Your instructions: Every line of the entries below from the one containing "TARGET: text auto sign" to the one containing "TARGET: wheel arch", both ends included, must be written out exactly. No other line belongs in the answer.

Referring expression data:
▼

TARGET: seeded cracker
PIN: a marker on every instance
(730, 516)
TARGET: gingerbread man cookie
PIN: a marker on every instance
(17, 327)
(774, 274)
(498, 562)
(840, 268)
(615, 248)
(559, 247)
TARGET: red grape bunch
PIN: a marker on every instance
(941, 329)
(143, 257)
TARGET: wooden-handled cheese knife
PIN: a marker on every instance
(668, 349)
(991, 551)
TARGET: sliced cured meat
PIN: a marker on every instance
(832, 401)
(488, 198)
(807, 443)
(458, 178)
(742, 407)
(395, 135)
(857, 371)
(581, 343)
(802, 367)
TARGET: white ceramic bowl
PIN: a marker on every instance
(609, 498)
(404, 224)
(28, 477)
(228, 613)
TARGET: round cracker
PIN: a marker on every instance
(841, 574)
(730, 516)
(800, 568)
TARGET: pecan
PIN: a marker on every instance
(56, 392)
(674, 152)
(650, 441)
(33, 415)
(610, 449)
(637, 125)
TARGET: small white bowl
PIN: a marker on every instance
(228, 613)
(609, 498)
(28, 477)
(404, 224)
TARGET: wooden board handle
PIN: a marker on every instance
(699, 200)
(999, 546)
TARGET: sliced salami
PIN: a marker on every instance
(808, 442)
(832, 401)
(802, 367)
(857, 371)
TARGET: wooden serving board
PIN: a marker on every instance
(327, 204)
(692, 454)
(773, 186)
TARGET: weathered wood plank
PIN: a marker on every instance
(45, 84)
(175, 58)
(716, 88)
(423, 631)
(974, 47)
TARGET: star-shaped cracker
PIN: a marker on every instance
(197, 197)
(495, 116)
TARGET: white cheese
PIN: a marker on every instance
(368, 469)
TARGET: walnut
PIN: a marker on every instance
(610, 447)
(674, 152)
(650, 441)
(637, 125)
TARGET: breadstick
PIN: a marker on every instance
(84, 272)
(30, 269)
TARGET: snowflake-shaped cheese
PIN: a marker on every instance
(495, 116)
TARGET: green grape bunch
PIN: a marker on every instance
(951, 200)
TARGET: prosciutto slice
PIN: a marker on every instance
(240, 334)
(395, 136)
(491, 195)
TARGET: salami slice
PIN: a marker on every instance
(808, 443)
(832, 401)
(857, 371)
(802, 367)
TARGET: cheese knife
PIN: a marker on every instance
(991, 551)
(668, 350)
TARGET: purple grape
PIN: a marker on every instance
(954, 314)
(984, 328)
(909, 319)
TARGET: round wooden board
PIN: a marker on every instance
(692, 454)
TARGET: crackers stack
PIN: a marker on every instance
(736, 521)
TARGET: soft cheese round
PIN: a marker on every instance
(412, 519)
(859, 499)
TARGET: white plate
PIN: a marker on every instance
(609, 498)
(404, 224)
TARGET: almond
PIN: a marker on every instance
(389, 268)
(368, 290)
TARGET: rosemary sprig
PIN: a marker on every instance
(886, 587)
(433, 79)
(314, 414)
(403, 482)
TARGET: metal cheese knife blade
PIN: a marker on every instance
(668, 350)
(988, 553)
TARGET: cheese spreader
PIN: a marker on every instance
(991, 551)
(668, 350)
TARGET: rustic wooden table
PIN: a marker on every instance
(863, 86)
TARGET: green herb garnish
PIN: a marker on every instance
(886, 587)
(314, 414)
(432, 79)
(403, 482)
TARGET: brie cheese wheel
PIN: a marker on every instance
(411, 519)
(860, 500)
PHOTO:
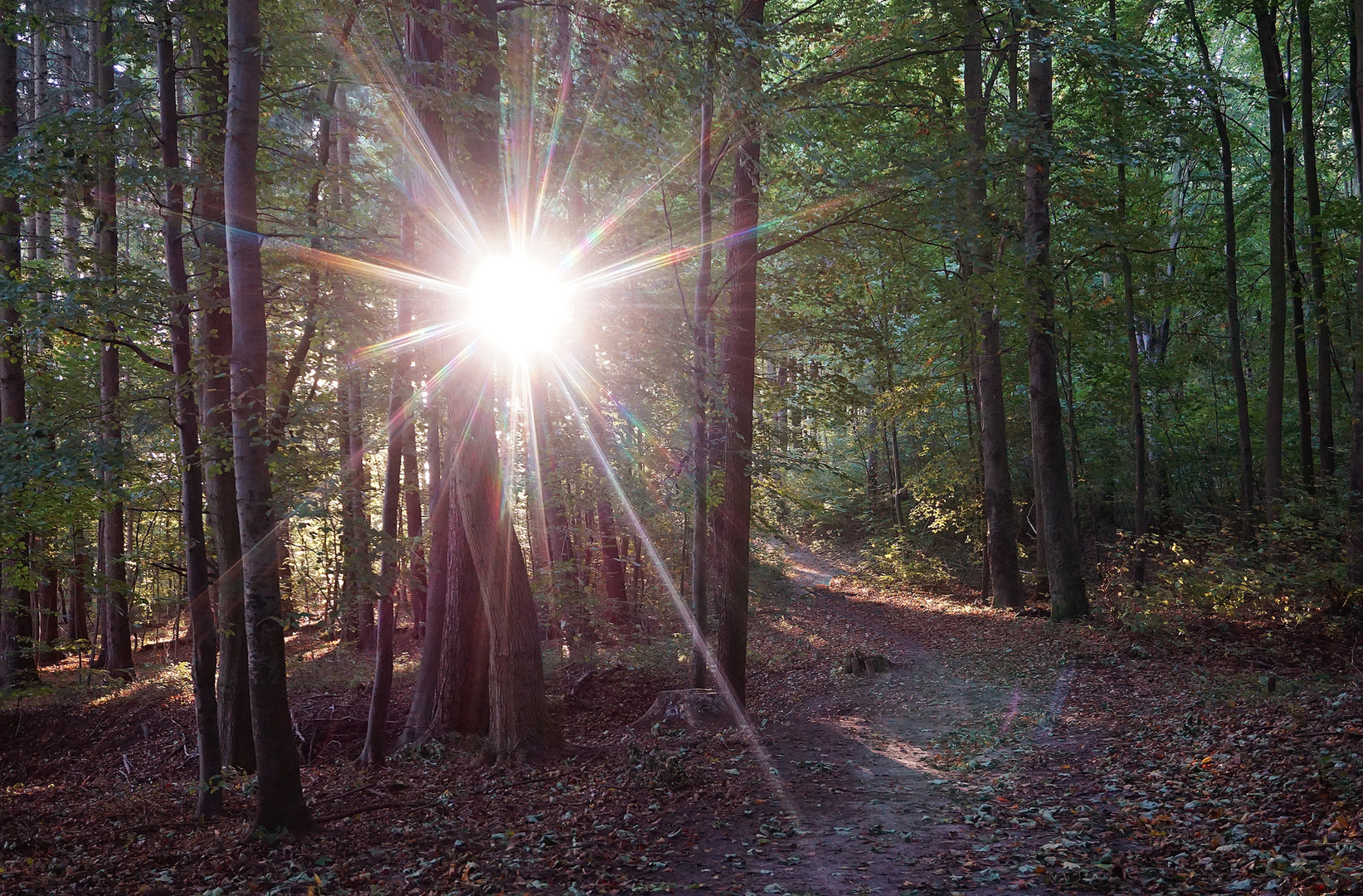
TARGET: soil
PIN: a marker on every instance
(996, 753)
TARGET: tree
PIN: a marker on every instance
(280, 790)
(733, 516)
(1002, 551)
(15, 658)
(1320, 307)
(1064, 553)
(1231, 265)
(202, 627)
(118, 656)
(1265, 27)
(235, 735)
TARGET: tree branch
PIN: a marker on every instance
(110, 340)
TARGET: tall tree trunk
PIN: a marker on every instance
(1064, 551)
(1133, 359)
(358, 559)
(400, 392)
(461, 690)
(78, 626)
(612, 567)
(118, 656)
(1133, 355)
(205, 656)
(17, 659)
(518, 712)
(1320, 309)
(1000, 559)
(1233, 295)
(519, 720)
(358, 567)
(423, 709)
(733, 516)
(220, 483)
(280, 788)
(1355, 535)
(701, 340)
(1267, 33)
(1294, 270)
(412, 505)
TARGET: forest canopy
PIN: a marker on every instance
(511, 328)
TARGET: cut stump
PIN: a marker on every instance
(689, 708)
(862, 663)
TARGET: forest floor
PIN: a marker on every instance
(998, 753)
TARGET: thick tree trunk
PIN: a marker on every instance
(423, 709)
(280, 788)
(1295, 281)
(358, 567)
(1320, 309)
(78, 627)
(1355, 536)
(612, 567)
(412, 505)
(220, 483)
(205, 656)
(1267, 33)
(733, 516)
(17, 659)
(400, 392)
(461, 692)
(1000, 559)
(1062, 539)
(1233, 295)
(1133, 359)
(519, 719)
(118, 656)
(701, 340)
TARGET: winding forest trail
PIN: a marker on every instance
(854, 764)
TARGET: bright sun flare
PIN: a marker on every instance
(518, 303)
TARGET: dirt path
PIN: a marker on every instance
(854, 768)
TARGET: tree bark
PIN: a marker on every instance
(519, 719)
(1355, 535)
(220, 480)
(1062, 539)
(1267, 34)
(78, 627)
(1320, 309)
(1233, 296)
(1294, 271)
(17, 660)
(733, 516)
(701, 340)
(205, 656)
(119, 635)
(417, 584)
(280, 788)
(1133, 359)
(1000, 559)
(400, 392)
(423, 711)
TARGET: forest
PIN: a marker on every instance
(498, 446)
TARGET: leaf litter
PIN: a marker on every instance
(1000, 753)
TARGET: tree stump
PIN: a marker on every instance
(860, 663)
(689, 708)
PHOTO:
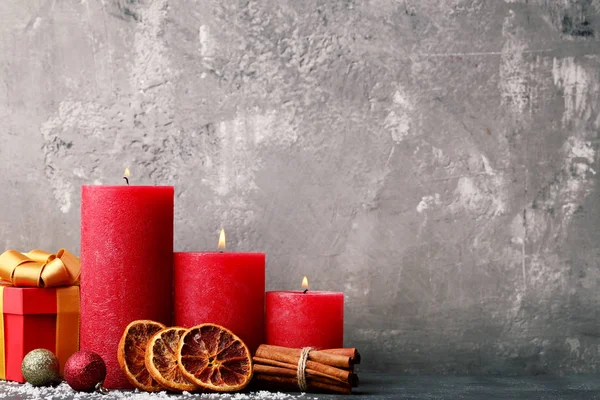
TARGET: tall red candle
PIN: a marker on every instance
(126, 265)
(227, 289)
(305, 319)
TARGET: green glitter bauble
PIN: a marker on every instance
(40, 367)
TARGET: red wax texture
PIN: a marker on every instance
(126, 265)
(311, 319)
(227, 289)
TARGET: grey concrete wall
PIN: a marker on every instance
(435, 160)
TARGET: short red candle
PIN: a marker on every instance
(311, 319)
(126, 265)
(227, 289)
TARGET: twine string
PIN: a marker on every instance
(301, 371)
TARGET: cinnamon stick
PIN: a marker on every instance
(290, 370)
(274, 353)
(351, 352)
(292, 383)
(321, 357)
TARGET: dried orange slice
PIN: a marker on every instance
(213, 358)
(131, 354)
(162, 361)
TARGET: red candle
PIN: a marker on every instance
(305, 318)
(227, 289)
(126, 265)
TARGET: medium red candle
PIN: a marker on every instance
(305, 318)
(222, 288)
(126, 265)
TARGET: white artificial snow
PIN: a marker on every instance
(9, 390)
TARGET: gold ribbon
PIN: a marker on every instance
(2, 346)
(39, 268)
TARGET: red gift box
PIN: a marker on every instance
(37, 318)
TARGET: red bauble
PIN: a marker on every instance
(84, 370)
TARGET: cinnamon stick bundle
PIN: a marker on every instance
(334, 360)
(348, 352)
(284, 383)
(325, 370)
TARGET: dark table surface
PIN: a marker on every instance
(373, 386)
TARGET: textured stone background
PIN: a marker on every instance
(435, 160)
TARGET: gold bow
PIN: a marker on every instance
(39, 268)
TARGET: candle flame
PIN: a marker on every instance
(222, 240)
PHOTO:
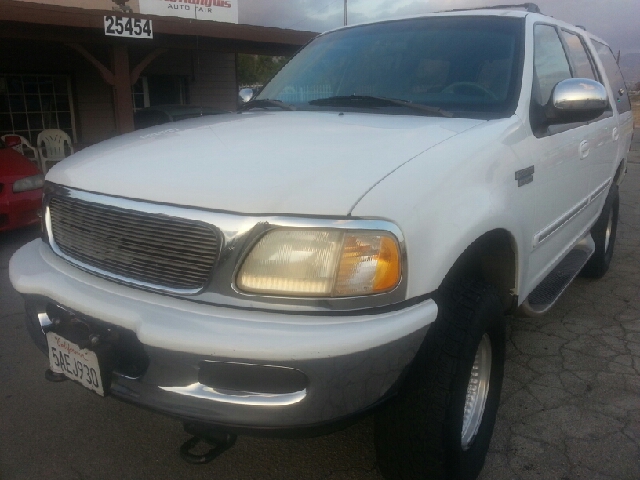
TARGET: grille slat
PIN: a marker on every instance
(105, 219)
(155, 249)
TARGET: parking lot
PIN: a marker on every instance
(570, 404)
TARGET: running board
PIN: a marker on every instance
(546, 294)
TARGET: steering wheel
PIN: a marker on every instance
(464, 87)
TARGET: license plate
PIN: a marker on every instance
(76, 363)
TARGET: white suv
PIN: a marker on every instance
(349, 242)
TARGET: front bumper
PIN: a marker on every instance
(326, 367)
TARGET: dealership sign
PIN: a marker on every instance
(216, 10)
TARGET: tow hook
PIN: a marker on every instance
(220, 441)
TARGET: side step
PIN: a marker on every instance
(545, 295)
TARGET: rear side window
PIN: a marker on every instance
(582, 67)
(615, 77)
(550, 61)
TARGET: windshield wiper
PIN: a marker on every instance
(264, 103)
(373, 101)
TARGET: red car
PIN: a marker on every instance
(20, 188)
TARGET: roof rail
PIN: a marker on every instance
(529, 7)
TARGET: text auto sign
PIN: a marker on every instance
(215, 10)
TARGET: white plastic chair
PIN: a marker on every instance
(53, 145)
(24, 145)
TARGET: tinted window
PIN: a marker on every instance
(149, 118)
(550, 61)
(615, 77)
(579, 58)
(461, 64)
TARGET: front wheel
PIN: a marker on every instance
(440, 425)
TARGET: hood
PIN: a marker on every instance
(14, 166)
(311, 163)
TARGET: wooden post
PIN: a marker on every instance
(122, 89)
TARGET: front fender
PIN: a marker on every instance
(451, 195)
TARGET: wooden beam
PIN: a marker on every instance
(104, 71)
(122, 89)
(135, 74)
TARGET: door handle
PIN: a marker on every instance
(584, 149)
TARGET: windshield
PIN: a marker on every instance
(461, 64)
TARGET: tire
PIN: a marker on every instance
(604, 233)
(419, 435)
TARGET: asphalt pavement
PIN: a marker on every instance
(570, 405)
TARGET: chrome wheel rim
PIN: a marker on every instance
(607, 233)
(477, 392)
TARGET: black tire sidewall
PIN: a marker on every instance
(467, 464)
(419, 434)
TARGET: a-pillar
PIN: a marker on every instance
(122, 89)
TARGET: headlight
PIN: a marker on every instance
(29, 183)
(321, 263)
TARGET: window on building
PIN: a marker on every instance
(32, 103)
(155, 90)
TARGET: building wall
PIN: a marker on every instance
(92, 97)
(210, 79)
(88, 4)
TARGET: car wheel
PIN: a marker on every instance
(603, 233)
(440, 424)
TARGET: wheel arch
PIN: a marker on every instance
(491, 258)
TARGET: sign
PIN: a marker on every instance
(127, 27)
(213, 10)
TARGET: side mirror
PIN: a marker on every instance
(245, 94)
(577, 100)
(12, 141)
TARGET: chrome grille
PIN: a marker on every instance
(154, 250)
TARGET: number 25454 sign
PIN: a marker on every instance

▲

Expected output:
TARGET: text auto sign
PIN: a marker on every instance
(215, 10)
TARGET: white plastic chair
PIN: a marker on every instance
(53, 145)
(24, 145)
TARGET: tinted window
PIN: a marker on every instance
(149, 118)
(550, 61)
(615, 77)
(579, 58)
(461, 64)
TARGET: front wheel
PIN: a marker on every instance
(440, 425)
TARGET: hood
PIN: a marker on every instance
(14, 166)
(311, 163)
TARGET: wooden post
PIN: a marker on every instance
(122, 89)
TARGET: front fender
PIN: a marker on every instance
(451, 195)
TARGET: wooden beam
PIN: a marker on every instance
(104, 71)
(122, 89)
(135, 74)
TARGET: door handle
PIN: a marker on every instance
(584, 149)
TARGET: windshield
PIN: a marker on every instance
(461, 64)
TARGET: tire
PIN: a marker on every instance
(604, 233)
(419, 435)
TARGET: asphalt pavement
PIN: a marker on every instance
(570, 405)
TARGET: chrome wheel rim
PIN: a marker on every instance
(607, 233)
(477, 392)
TARGET: black tire sidewall
PIN: a marker on every instance
(467, 464)
(419, 434)
TARGET: a-pillar
PIN: a marker on every instance
(122, 89)
TARGET: headlight
PIN: a marker on every instance
(29, 183)
(321, 263)
TARGET: window on building
PIN: a marker on every instance
(32, 103)
(155, 90)
TARGET: building wall
PIN: a marker on every instance
(92, 97)
(210, 79)
(88, 4)
TARGET: car wheel
PIN: a marker on every instance
(603, 233)
(440, 424)
TARGET: wheel arch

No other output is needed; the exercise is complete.